====== Input ======

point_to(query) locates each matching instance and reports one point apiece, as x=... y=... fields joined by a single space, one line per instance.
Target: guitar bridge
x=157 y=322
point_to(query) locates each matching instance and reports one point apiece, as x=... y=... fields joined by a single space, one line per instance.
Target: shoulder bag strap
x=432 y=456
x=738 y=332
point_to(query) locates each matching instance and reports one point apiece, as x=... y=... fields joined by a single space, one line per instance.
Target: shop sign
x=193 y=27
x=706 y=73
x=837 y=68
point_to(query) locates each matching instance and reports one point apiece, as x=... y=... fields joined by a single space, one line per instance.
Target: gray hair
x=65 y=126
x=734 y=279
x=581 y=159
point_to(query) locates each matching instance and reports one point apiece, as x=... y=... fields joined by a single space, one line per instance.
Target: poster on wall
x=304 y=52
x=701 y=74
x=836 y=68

======

Problem: Write out exactly the lines starting with the one that holds "Target: gray hair" and running through the last line above.

Worked solution:
Target: gray hair
x=65 y=126
x=734 y=279
x=581 y=159
point_to(query) locates each matching instance and reports one point apiece, as x=... y=... fields joined by a single space, one line per instance.
Target: poster on wall
x=304 y=52
x=701 y=74
x=836 y=68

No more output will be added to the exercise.